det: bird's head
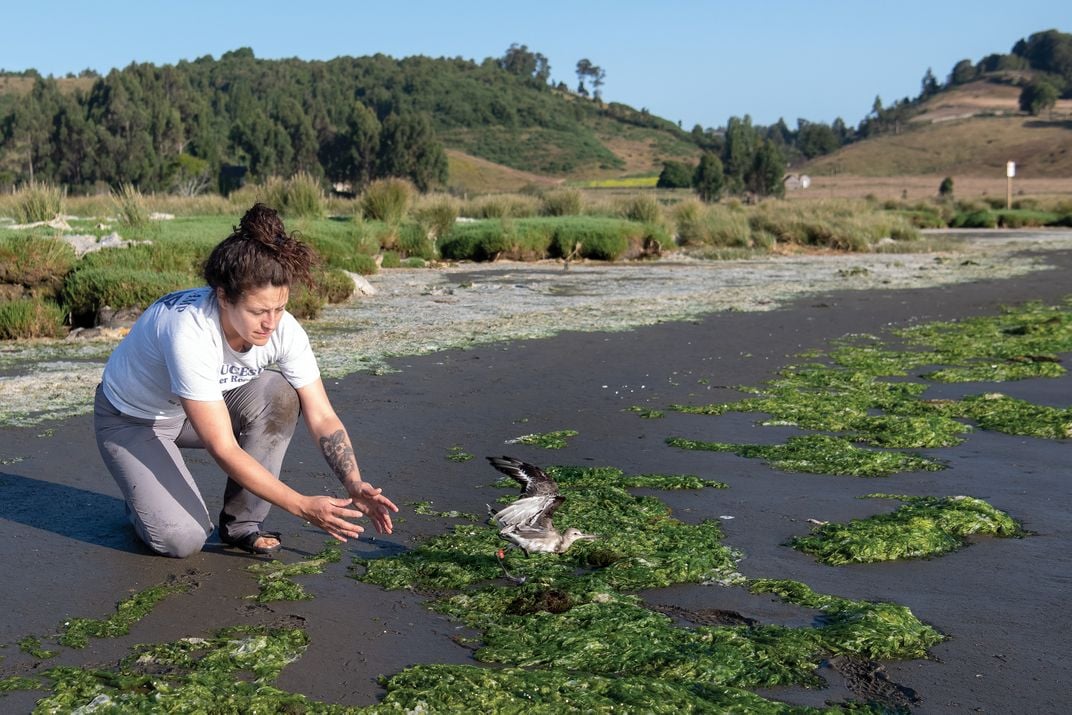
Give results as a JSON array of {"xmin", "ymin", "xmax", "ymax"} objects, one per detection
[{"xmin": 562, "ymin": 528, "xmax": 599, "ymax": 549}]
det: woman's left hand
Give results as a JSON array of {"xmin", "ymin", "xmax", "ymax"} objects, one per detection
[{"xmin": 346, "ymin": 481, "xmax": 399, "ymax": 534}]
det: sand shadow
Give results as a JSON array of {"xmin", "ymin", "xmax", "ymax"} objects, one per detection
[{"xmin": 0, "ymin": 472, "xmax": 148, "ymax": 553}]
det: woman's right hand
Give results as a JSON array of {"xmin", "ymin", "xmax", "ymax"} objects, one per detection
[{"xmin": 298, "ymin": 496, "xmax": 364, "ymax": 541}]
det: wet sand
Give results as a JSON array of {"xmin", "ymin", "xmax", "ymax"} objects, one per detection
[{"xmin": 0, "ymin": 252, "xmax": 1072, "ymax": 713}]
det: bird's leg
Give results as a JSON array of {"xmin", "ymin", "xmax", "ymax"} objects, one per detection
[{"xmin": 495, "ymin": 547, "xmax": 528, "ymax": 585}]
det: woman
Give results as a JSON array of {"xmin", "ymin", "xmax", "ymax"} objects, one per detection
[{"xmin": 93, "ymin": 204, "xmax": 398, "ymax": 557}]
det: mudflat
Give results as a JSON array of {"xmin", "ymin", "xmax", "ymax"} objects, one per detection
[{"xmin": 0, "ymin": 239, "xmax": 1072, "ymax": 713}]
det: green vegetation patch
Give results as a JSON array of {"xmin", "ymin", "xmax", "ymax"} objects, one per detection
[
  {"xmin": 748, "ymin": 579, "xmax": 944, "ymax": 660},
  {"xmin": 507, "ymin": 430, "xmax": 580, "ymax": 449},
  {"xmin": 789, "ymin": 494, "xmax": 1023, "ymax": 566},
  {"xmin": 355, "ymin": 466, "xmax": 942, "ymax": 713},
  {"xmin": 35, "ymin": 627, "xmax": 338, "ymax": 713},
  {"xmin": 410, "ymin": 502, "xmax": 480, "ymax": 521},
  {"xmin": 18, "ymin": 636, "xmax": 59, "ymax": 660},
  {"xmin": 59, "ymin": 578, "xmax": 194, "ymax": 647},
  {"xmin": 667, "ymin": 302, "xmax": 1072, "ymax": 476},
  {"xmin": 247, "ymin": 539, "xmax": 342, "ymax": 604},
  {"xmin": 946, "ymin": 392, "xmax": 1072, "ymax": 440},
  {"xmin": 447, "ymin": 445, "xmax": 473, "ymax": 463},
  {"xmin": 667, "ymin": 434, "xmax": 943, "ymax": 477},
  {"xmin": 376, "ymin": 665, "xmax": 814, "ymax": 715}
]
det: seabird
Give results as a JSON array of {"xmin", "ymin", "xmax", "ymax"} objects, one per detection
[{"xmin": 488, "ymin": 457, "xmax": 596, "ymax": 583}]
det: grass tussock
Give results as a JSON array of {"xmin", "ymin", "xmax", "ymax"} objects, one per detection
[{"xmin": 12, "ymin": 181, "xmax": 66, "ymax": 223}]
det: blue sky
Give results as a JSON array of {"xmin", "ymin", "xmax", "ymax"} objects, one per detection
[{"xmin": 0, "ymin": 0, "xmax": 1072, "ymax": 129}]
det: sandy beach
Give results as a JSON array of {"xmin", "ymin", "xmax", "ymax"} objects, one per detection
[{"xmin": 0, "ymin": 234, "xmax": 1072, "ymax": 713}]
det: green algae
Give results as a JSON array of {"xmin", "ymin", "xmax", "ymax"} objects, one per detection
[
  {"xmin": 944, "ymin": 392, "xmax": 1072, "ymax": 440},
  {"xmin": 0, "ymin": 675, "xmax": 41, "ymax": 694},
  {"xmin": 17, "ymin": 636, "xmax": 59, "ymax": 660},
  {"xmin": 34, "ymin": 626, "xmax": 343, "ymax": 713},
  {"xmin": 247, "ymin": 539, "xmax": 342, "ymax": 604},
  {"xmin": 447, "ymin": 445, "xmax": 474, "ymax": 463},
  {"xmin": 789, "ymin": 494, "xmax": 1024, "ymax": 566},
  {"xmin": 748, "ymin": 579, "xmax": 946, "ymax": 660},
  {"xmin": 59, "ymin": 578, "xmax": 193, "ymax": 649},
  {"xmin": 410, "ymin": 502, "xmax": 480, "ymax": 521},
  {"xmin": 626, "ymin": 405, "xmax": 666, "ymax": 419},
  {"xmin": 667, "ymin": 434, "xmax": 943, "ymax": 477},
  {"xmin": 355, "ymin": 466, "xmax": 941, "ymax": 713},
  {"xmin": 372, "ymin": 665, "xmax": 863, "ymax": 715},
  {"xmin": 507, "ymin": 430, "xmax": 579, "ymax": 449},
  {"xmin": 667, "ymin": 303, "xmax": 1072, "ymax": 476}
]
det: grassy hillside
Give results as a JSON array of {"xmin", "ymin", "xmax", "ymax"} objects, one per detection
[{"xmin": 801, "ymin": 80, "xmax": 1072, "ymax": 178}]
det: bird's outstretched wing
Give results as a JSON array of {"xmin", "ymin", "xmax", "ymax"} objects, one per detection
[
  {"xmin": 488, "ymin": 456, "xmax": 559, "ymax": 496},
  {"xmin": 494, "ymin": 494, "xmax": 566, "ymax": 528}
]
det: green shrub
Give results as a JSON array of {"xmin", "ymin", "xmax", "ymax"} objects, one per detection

..........

Extract every line of the material above that contains the string "green".

Task answer.
det: green vegetation patch
det: green algae
det: green shrub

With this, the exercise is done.